Any amounts determined to be due and owing to CTHV following an audit shall
be paid to CTHV [***] (or the highest rate of interest permissible under
applicable law, if less) from the date the applicable sums should have been
paid to CTHV to the date of payment to CTHV.
b. Kozmo grants CTHV the right to conduct, or to engage an auditor to
conduct, upon 48 hours notice, on-location audits for purposes of
"spot-checking" transaction information relating to the CTHV Product;
provided, that CTHV shall not conduct such audits more than once per month
at any one warehouse or geographical location.
20. NOTICE: Any notice or communications provided for hereunder must be in
writing and delivered either personally, by telecopy, telex or by
registered mail, postage prepaid to the following addresses (or to such
other address as specified by like notice):
For Kozmo:
Xxxxx.xxx
00 Xxxxx Xxxxxx, 00xx Xxxxx
Xxx Xxxx, XX 00000
Attention: Xxxx Xxxx, President and Chief Administrative Officer
Xxxxx Xxxxx, Chief Financial Officer
Xxxxx Xxxxxxx, Vice President, Business Development
Facsimile: (000) 000-0000
For CTHV:
Columbia TriStar Home Video, Inc.
00000 Xxxx Xxxxxxxxxx Xxxxxxxxx, 0xx Xxxxx
Xxxxxx Xxxx, XX 00000
Attention: Xxxxx Xxxxxxx, Executive Vice President
Facsimile: (000) 000-0000
21. REPRESENTATIONS AND WARRANTIES:
a. CTHV warrants and represents that it is a corporation duly organized and
validly existing in good standing under the laws of the state of Delaware
and has the full right, power, legal capacity and authority to enter into
and carry out the terms of this Agreement.
---------
* Confidential Treatment Requested and the Redacted Material has been separately
filed with the Commission.
10
b. Kozmo warrants and represents that it is a corporation duly organized
and validly existing in good standing under the laws of the state of
Delaware and has the full right, power, legal capacity and authority to
enter into and carry out the terms of this Agreement.

[SHORT EXERCISE 1]:
Transcribe the part of the agreement excerpt that opens with the words containing "00000 Xxxx Xxxxxxxxxx" and closes with "with the Commission.".
[SHORT EXERCISE 2]:
Put this sentence from the agreement excerpt into Spanish: "CTHV warrants and represents that it is a corporation duly organized and validly existing in good standing under the laws of the state of Delaware and has the full right, power, legal capacity and authority to enter into and carry out the terms of this Agreement."
[SHORT EXERCISE 3]:
Resume the agreement excerpt after its last sentence and keep writing it.
These records come from a separate source.

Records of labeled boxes
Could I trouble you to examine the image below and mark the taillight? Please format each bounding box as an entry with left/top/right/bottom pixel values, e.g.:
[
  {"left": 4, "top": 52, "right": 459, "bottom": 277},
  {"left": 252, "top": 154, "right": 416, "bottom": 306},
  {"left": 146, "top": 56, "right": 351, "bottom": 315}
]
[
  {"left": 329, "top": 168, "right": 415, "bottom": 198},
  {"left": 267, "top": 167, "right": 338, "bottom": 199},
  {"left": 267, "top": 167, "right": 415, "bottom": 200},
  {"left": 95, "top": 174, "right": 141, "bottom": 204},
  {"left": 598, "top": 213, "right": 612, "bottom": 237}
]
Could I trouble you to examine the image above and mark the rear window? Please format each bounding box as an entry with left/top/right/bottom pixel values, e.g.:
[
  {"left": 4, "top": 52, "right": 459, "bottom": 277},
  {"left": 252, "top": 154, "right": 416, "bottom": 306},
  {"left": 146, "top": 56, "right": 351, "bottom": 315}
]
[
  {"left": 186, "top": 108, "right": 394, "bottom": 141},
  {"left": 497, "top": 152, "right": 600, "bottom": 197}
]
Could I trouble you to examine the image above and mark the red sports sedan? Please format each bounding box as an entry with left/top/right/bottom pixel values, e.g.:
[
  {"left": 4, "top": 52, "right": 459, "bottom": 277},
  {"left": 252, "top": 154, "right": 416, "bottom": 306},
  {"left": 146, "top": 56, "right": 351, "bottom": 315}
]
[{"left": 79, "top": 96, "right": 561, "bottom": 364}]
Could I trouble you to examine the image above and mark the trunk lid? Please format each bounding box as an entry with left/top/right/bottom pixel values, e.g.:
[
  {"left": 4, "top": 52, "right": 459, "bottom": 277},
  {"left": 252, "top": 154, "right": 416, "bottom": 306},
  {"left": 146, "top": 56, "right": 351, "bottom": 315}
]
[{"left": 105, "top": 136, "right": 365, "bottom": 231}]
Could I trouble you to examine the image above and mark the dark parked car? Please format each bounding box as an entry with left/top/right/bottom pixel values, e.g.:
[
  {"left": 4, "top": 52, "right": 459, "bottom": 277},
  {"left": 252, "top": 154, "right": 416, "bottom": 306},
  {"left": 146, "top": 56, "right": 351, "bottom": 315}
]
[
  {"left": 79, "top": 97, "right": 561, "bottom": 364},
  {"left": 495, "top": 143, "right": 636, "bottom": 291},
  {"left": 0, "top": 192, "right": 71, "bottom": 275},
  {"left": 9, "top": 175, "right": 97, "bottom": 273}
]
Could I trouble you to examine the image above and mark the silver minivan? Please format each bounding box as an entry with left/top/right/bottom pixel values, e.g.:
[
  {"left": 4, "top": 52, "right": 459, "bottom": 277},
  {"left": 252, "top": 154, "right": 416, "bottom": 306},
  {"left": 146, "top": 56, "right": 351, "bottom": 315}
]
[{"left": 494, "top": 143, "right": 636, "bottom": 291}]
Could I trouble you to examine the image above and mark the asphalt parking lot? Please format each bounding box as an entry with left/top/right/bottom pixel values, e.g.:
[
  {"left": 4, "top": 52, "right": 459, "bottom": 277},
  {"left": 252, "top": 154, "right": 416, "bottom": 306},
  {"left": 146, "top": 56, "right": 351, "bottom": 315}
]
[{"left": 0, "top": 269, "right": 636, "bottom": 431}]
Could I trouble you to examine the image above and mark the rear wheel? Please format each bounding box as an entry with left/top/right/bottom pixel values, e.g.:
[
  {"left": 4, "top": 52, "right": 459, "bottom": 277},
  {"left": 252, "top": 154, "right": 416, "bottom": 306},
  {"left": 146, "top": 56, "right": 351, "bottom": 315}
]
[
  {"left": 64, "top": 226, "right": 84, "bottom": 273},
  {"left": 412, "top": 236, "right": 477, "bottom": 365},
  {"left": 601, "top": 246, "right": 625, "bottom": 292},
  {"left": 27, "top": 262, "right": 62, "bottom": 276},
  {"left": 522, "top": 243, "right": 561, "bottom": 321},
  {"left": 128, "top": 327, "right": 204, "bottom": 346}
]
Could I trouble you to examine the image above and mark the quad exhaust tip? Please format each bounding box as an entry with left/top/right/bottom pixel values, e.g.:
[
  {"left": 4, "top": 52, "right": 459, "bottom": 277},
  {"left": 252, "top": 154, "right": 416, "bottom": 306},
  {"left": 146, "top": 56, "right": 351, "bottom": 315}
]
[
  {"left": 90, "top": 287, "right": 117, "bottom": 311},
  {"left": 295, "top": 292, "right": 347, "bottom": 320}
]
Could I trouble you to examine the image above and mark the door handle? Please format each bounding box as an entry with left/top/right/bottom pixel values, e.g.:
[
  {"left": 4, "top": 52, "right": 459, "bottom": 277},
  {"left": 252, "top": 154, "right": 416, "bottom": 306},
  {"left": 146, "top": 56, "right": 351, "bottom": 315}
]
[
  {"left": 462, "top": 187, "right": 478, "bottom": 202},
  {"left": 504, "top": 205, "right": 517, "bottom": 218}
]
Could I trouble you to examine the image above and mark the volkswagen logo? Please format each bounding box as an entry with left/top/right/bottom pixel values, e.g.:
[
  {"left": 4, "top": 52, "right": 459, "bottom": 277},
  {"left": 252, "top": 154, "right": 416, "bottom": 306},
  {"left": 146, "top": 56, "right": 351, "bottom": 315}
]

[REPLY 1]:
00000 Xxxx Xxxxxxxxxx Xxxxxxxxx, 0xx Xxxxx
Xxxxxx Xxxx, XX 00000
Attention: Xxxxx Xxxxxxx, Executive Vice President
Facsimile: (000) 000-0000
21. REPRESENTATIONS AND WARRANTIES:
a. CTHV warrants and represents that it is a corporation duly organized and
validly existing in good standing under the laws of the state of Delaware
and has the full right, power, legal capacity and authority to enter into
and carry out the terms of this Agreement.
---------
* Confidential Treatment Requested and the Redacted Material has been separately
filed with the Commission.

[REPLY 2]:
CTHV garantiza y declara que es una sociedad debidamente constituida y válidamente existente, en regla conforme a las leyes del estado de Delaware, y que tiene pleno derecho, facultad, capacidad legal y autoridad para celebrar este Acuerdo y cumplir sus términos.

[REPLY 3]:
22. INDEMNIFICATION:
a. Kozmo agrees to indemnify and hold CTHV, its parent, subsidiary and
affiliated companies and their respective officers, agents, directors and
employees, harmless from any and all claims, damages, liabilities, costs
and expenses (including reasonable attorneys fees) arising out of the
breach by Kozmo of any warranty, representation or other term or provision
of this Agreement. CTHV shall promptly notify Kozmo in writing of any third
party claim or litigation to which this indemnification applies, and Kozmo
shall assume the defense of any such claim or litigation (and CTHV shall
have the right to engage separate counsel of its choice and participate in
the defense, negotiation and settlement of such action or proceeding, but
shall bear the fees and expenses of such separate counsel retained by CTHV
and CTHV shall cooperate with Kozmo in the defense of such claim at no cost
or charge to Kozmo, other than for performing such acts as Kozmo shall
request). If, for any reason, Kozmo shall fail to appoint counsel on a
timely basis or otherwise fails timely to confirm its assumption of the
defense of any applicable claim, CTHV may engage its own counsel and the
reasonable costs and expenses made in connection therewith shall be paid by
Kozmo. Kozmo shall have the right to approve or disapprove the settlement
or disposition of any such claim or litigation proposed by CTHV, which
right shall expire 20 business days following Kozmo's receipt of written
notice with respect thereto. Kozmo shall not have the right to enter into
any settlement or compromise unless, in connection therewith, it shall
obtain from the claimants a full release of all related claims against
CTHV.
b. CTHV shall indemnify and hold Kozmo, its subsidiary and affiliated
companies and their respective officers, agents, directors and employees,
harmless from any and all claims, damages, liabilities, costs and expenses
(including reasonable attorneys fees) arising out of the breach by CTHV of
any warranty, representation or other term or provision of this Agreement.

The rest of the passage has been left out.